Cash and Carry Trade (Crypto)

Definition:

The cash and carry trade (also called basis trading) is a market-neutral, delta-neutral strategy in which a trader buys an asset on the spot market and simultaneously opens an equal-size short position in a perpetual futures contract on the same asset — profiting from the funding rate paid by long perpetual traders to short holders when the market is in a positive funding rate environment. The spot long and perp short offset each other in terms of price exposure; the remaining return is the net funding rate earned. This strategy was historically the domain of quantitative hedge funds but was popularized in crypto by Ethena Labs, which built a stablecoin (USDe) around it.


How It Works

Step 1 — Open the spread:

  • Buy 1 ETH on the spot market (cost: ~$3,000 at current price)
  • Open a short position of equivalent notional size in the ETH perpetual futures market

Price exposure:

  • If ETH rises $100: spot position gains $100; perp short loses $100 → net P&L = $0
  • If ETH falls $100: spot position loses $100; perp short gains $100 → net P&L = $0

The trade is delta-neutral — price direction does not matter. The position’s value in dollar terms remains approximately constant.

Step 2 — Collect funding:

Perpetual futures use a funding rate mechanism to keep the perp price anchored to the spot price. When perpetual longs outnumber shorts (bullish market sentiment), longs pay shorts a periodic funding fee (typically every 8 hours).

In sustained bull markets, ETH funding rates have historically averaged 10–30% annualized. During peak mania periods (early 2021, late 2024), rates briefly exceeded 100% annualized.

**Provided material**
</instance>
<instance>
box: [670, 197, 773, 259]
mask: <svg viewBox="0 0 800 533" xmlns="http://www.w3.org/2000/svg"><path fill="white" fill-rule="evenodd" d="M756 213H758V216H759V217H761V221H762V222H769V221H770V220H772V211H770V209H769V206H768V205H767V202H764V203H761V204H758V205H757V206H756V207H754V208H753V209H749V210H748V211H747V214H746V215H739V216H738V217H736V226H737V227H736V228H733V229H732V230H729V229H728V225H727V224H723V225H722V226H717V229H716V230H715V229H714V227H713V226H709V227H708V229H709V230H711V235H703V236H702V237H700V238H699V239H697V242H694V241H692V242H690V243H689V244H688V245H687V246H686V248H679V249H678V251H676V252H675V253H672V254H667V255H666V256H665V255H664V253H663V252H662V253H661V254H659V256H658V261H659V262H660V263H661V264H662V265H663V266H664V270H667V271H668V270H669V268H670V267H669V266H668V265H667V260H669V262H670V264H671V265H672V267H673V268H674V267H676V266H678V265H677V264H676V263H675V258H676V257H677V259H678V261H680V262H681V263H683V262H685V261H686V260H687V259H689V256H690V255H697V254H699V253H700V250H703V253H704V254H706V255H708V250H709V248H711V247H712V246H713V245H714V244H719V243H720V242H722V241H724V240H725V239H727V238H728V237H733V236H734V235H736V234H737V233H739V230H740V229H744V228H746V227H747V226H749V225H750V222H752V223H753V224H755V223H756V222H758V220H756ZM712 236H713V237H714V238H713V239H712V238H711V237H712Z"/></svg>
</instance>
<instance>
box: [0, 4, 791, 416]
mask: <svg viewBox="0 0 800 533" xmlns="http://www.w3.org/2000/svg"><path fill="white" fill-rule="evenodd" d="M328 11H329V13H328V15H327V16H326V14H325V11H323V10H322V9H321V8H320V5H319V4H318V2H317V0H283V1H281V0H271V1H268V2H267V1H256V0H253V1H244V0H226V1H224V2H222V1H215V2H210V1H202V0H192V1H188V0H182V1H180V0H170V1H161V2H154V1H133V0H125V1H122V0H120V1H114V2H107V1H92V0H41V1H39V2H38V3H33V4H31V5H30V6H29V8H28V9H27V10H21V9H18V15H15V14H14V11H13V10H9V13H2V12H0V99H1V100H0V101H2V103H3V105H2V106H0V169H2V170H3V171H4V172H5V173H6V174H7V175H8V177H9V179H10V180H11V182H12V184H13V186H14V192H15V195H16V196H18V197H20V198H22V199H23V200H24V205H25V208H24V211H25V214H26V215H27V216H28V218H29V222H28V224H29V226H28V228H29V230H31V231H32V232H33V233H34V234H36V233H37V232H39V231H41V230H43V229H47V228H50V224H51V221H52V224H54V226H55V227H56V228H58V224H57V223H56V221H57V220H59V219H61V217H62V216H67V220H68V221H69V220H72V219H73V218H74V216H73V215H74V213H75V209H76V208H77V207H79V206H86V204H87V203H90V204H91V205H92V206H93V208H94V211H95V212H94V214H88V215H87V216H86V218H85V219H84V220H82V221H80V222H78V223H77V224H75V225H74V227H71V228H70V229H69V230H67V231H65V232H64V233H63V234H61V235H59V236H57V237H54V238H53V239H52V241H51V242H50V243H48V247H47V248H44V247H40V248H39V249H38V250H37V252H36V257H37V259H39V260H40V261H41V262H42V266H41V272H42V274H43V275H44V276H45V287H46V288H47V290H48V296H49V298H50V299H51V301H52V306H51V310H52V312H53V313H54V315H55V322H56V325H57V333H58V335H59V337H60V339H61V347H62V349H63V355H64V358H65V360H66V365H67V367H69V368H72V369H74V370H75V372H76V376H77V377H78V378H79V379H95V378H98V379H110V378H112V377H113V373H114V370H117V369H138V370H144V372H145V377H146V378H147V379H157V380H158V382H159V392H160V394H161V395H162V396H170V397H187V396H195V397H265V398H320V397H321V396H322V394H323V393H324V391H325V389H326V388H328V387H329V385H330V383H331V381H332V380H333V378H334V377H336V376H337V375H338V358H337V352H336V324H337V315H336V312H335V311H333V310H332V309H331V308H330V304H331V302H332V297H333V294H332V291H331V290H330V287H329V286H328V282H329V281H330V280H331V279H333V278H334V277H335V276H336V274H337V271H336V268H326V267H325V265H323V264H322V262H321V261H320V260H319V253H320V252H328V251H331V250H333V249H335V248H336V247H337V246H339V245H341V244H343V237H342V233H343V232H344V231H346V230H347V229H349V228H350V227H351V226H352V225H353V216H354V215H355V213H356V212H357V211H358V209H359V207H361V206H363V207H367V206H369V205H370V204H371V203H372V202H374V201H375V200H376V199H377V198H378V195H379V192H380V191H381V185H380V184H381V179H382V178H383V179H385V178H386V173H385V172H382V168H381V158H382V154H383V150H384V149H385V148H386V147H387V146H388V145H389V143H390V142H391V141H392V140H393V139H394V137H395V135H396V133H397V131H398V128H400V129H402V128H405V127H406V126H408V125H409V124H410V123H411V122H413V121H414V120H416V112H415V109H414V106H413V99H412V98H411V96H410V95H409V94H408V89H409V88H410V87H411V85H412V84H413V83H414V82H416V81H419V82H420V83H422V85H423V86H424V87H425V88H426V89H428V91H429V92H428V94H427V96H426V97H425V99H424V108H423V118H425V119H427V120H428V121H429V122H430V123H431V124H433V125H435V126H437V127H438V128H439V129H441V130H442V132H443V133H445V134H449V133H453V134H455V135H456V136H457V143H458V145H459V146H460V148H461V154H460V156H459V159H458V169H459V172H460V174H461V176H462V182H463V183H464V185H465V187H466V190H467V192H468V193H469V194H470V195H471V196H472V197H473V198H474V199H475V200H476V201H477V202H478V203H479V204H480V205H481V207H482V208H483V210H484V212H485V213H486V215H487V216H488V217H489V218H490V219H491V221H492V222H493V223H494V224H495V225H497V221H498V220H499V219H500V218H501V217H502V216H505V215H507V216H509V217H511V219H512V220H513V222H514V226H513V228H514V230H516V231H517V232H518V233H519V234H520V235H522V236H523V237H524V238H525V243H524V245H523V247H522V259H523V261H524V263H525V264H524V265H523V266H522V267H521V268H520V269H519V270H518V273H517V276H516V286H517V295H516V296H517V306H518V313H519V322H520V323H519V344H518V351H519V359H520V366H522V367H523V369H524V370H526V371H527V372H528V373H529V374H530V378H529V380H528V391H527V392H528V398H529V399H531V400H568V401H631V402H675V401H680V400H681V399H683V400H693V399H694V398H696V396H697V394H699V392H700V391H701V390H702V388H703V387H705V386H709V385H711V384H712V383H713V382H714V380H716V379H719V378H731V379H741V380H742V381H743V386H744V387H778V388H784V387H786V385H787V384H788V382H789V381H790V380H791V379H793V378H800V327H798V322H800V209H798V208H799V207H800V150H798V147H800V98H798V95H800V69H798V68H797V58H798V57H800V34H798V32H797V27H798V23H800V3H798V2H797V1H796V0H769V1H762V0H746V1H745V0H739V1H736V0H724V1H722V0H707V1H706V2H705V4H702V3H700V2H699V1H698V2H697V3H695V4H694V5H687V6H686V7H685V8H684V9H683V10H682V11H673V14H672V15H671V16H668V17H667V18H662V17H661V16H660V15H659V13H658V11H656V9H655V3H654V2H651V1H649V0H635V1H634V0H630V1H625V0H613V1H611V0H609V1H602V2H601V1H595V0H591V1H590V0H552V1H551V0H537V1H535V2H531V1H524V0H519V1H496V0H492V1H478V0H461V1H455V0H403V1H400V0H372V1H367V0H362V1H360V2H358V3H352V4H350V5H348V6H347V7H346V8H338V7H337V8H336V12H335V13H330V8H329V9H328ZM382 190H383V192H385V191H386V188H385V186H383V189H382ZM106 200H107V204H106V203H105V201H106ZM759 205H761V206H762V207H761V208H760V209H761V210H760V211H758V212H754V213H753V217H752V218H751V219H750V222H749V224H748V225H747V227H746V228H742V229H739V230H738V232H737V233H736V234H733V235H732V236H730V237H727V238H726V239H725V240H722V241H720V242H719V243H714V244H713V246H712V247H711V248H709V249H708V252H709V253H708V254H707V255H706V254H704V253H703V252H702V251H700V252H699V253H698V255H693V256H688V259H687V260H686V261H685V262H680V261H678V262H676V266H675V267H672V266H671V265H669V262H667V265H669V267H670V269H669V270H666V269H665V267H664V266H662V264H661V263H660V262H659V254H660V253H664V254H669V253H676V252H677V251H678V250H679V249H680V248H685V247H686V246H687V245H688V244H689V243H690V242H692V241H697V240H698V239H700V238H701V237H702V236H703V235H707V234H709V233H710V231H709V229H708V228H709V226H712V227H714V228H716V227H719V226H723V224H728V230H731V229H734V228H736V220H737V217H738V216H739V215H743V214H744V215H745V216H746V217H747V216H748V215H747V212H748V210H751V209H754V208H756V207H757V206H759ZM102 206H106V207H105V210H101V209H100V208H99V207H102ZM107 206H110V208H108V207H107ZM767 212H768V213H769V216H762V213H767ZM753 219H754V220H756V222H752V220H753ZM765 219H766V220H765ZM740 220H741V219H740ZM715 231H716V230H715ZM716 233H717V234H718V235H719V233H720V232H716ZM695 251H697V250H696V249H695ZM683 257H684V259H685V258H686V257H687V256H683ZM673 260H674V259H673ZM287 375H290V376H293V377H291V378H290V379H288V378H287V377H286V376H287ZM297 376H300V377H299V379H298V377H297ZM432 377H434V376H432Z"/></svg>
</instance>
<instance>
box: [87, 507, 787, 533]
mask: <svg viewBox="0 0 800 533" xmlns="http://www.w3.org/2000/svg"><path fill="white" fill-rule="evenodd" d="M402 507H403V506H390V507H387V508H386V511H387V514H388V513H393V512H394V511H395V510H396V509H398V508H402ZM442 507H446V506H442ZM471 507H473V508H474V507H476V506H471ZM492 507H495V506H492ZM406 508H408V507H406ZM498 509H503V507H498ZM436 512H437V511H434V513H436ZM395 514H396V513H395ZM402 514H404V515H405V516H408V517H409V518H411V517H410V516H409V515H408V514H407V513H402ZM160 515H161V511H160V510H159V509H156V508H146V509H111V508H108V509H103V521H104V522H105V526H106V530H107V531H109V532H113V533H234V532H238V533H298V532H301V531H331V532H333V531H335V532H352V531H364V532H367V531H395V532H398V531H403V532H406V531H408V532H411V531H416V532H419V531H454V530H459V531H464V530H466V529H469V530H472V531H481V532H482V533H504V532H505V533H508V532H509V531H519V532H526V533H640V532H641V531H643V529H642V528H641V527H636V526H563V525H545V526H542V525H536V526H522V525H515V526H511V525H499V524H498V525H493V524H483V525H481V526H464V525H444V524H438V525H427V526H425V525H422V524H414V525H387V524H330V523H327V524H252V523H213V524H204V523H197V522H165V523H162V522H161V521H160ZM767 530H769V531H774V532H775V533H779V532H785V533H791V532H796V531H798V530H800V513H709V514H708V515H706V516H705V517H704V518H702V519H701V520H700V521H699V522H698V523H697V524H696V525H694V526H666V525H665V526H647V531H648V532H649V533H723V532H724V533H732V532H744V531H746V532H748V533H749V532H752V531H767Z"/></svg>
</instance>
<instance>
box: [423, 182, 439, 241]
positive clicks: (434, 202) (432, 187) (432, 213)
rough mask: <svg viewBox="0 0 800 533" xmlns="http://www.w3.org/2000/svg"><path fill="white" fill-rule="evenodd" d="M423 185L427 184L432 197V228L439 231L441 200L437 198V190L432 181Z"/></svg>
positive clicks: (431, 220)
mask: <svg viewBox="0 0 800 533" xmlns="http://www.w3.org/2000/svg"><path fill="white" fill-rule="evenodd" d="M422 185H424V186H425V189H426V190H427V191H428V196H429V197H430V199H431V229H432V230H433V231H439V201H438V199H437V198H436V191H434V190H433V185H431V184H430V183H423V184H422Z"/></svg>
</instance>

**Directions**
In the cash and carry trade text, reproduce everything from "Step 2 — Collect" down to "exceeded 100% annualized.", substituting "short sellers" for "shorts".

**Expected answer**
Step 2 — Collect funding:

Perpetual futures use a funding rate mechanism to keep the perp price anchored to the spot price. When perpetual longs outnumber short sellers (bullish market sentiment), longs pay short sellers a periodic funding fee (typically every 8 hours).

In sustained bull markets, ETH funding rates have historically averaged 10–30% annualized. During peak mania periods (early 2021, late 2024), rates briefly exceeded 100% annualized.